STORED ROWS:
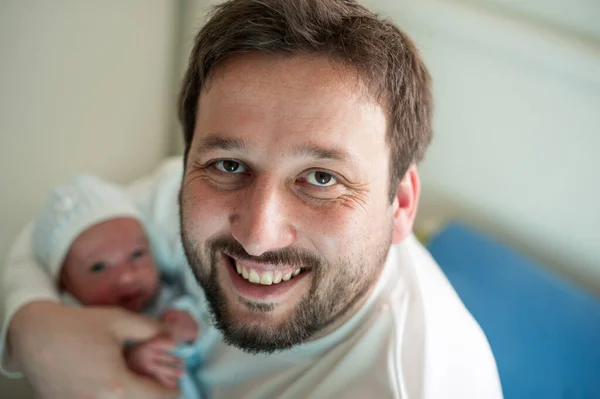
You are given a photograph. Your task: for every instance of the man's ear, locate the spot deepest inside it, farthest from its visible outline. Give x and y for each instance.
(405, 204)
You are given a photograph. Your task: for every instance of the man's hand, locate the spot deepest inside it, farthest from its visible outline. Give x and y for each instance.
(75, 353)
(153, 358)
(179, 325)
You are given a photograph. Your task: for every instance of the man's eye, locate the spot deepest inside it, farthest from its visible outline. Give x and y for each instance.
(98, 267)
(137, 254)
(321, 179)
(230, 166)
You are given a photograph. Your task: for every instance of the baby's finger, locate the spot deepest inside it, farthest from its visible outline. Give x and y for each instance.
(163, 344)
(167, 375)
(167, 359)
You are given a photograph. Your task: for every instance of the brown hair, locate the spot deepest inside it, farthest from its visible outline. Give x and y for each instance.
(385, 59)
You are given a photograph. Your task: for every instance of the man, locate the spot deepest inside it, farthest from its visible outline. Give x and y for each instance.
(304, 121)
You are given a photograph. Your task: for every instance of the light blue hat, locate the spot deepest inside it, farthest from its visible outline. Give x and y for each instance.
(70, 210)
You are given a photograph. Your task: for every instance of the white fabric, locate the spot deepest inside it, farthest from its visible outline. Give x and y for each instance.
(413, 338)
(70, 209)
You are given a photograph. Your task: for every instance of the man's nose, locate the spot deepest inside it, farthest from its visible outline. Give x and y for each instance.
(260, 221)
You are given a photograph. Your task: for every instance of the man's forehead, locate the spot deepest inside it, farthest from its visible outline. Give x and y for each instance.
(256, 72)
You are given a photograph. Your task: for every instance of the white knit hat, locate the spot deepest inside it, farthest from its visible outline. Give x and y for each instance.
(70, 210)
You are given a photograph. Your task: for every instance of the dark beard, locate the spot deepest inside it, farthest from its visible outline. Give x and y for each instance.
(317, 310)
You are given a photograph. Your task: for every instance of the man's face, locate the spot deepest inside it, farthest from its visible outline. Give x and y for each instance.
(286, 218)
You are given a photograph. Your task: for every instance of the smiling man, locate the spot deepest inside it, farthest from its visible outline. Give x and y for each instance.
(304, 121)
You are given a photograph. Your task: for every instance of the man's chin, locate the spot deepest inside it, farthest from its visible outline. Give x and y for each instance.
(259, 326)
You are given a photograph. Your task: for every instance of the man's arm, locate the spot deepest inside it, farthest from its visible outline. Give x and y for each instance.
(22, 281)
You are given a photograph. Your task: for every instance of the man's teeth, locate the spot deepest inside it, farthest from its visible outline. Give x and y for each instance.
(265, 278)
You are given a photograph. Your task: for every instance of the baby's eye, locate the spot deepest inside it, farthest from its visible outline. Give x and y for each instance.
(137, 254)
(98, 267)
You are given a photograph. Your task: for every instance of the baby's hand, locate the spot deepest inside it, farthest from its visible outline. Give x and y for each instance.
(152, 359)
(179, 325)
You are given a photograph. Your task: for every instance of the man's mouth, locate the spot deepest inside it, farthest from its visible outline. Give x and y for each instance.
(264, 277)
(260, 281)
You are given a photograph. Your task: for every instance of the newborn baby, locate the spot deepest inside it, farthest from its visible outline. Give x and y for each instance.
(90, 238)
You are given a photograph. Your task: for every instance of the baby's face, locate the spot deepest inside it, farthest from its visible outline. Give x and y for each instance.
(111, 264)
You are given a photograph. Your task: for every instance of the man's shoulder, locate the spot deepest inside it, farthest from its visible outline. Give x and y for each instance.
(439, 335)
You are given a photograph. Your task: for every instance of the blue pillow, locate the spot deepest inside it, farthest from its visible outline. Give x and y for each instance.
(544, 331)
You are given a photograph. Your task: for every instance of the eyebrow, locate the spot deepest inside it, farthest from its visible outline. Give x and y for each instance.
(316, 152)
(212, 143)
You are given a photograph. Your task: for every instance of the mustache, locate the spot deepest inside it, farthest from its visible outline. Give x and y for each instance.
(288, 256)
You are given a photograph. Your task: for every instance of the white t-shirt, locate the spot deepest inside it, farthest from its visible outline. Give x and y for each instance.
(412, 338)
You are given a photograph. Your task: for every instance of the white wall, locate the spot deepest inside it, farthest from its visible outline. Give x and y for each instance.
(84, 86)
(517, 126)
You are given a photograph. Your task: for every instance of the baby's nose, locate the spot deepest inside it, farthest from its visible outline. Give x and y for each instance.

EXERCISE REQUIREMENTS:
Reproduce the lines of the entries above exactly, but only from the line containing "the mustache, locate" through the final line.

EXERCISE OUTPUT:
You are given a photograph. Your task: for every instance of the mustache, locate the spot deepest inside it, farthest from its visible outline. Give x and y for each instance.
(288, 256)
You are given a photograph. Your task: for every instance of the white t-shirt, locate the spot deepest inside it, farthest from its visible outline. Give x and y for each instance.
(412, 338)
You are given a photograph. Your task: for every instance of the white wall, locate the spot deepest inside it, farthest from its visible outline. Give x and y for each instance.
(84, 86)
(517, 126)
You are given a photograph. Your task: for every instance of the baby's nose, locate the spot deepest inside it, farthest from its visible outline. Give x and y for each instance.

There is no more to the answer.